▶ [PROMPT]: Echo every line of the records below, from the line containing "Put a dot on the tree bark" down to the line containing "<point>47,45</point>", both ends included. Omit the pictures from your reply.

------------------------------------------------------------------------

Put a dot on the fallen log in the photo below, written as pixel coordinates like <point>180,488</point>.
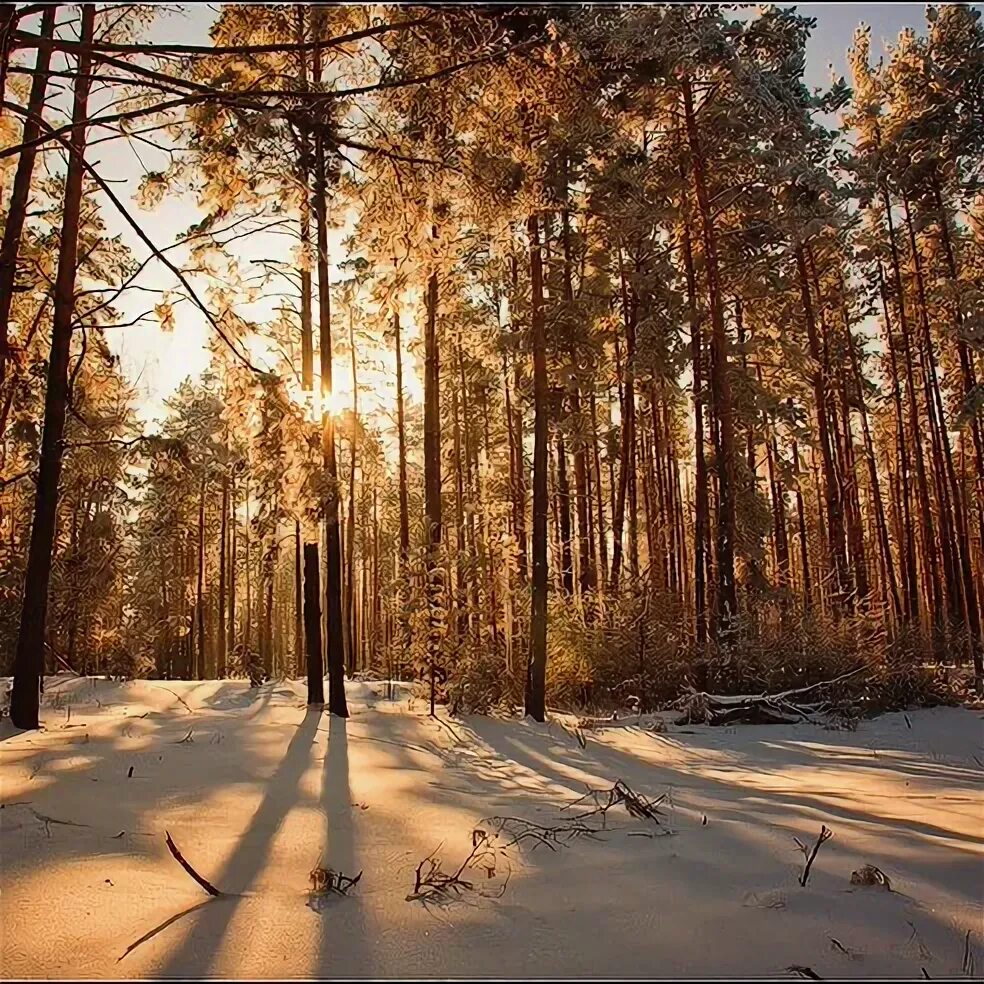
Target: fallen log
<point>699,707</point>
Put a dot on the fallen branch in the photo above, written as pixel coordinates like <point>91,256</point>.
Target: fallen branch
<point>825,835</point>
<point>432,885</point>
<point>160,928</point>
<point>764,708</point>
<point>173,694</point>
<point>808,972</point>
<point>520,830</point>
<point>48,821</point>
<point>636,805</point>
<point>326,881</point>
<point>172,847</point>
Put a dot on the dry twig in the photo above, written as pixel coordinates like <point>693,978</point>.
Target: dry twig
<point>825,835</point>
<point>172,847</point>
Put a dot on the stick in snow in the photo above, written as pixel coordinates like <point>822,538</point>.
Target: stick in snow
<point>172,847</point>
<point>825,835</point>
<point>807,972</point>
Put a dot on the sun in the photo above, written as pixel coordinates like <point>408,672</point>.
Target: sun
<point>336,402</point>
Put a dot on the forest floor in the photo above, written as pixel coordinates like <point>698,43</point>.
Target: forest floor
<point>256,792</point>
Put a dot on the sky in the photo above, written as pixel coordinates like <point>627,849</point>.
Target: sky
<point>156,361</point>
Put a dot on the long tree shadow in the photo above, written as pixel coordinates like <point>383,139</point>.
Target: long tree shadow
<point>199,949</point>
<point>344,946</point>
<point>928,847</point>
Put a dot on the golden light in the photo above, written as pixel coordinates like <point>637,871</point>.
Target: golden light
<point>336,402</point>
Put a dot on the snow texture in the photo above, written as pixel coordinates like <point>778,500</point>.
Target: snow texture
<point>257,791</point>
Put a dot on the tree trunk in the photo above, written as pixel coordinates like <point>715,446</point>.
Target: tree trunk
<point>333,560</point>
<point>536,677</point>
<point>17,206</point>
<point>312,625</point>
<point>432,480</point>
<point>401,432</point>
<point>350,527</point>
<point>220,656</point>
<point>701,504</point>
<point>832,499</point>
<point>29,657</point>
<point>199,673</point>
<point>298,601</point>
<point>726,596</point>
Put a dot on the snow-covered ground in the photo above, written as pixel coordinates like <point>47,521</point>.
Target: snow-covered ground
<point>256,791</point>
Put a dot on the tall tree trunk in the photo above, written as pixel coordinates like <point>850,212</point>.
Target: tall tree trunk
<point>586,573</point>
<point>199,673</point>
<point>831,485</point>
<point>233,551</point>
<point>956,527</point>
<point>312,625</point>
<point>401,433</point>
<point>929,554</point>
<point>599,494</point>
<point>726,595</point>
<point>350,528</point>
<point>304,156</point>
<point>701,505</point>
<point>537,674</point>
<point>564,507</point>
<point>220,656</point>
<point>298,600</point>
<point>626,476</point>
<point>333,561</point>
<point>29,657</point>
<point>17,206</point>
<point>907,545</point>
<point>432,480</point>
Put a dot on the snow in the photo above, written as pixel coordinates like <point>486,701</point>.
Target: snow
<point>260,791</point>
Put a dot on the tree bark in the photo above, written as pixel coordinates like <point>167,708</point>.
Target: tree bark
<point>17,207</point>
<point>29,657</point>
<point>726,596</point>
<point>333,561</point>
<point>536,677</point>
<point>312,625</point>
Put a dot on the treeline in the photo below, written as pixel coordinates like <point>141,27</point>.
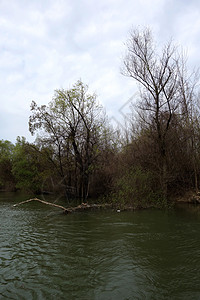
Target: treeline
<point>77,153</point>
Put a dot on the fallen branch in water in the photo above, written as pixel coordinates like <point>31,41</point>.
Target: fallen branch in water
<point>81,207</point>
<point>42,201</point>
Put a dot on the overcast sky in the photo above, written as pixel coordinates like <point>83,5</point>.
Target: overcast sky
<point>47,45</point>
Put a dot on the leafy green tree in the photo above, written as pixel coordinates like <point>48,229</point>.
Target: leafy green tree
<point>26,167</point>
<point>71,127</point>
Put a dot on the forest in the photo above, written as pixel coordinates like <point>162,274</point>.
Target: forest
<point>150,161</point>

------------------------------------------------------------------------

▶ [TASK SOLUTION]:
Put a dot on the tree bark in the photo above, written as pixel coordinates like <point>167,708</point>.
Target: tree bark
<point>17,207</point>
<point>29,657</point>
<point>726,596</point>
<point>333,561</point>
<point>536,677</point>
<point>312,625</point>
Put a dot on the treeline in the photo below, written as pixel coordinates like <point>141,27</point>.
Target: treeline
<point>77,153</point>
Put a dot on the fallen branch in water in the photo above, written as pixel coordinates like <point>31,41</point>.
Target: fallen branch in water
<point>81,207</point>
<point>42,201</point>
Put a dot on the overcast sky in the photo above, written as pixel coordinates like <point>83,5</point>.
Target: overcast sky
<point>47,45</point>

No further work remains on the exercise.